┌─ Provided records

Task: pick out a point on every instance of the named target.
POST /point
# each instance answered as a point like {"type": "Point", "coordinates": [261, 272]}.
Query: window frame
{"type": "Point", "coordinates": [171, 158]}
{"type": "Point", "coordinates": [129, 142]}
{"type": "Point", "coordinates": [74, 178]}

└─

Problem description
Reproduce the full listing word for word.

Exercise answer
Task: pick out a point on every instance of the named target.
POST /point
# each instance answered as a point like {"type": "Point", "coordinates": [261, 272]}.
Query: window frame
{"type": "Point", "coordinates": [171, 158]}
{"type": "Point", "coordinates": [129, 142]}
{"type": "Point", "coordinates": [74, 178]}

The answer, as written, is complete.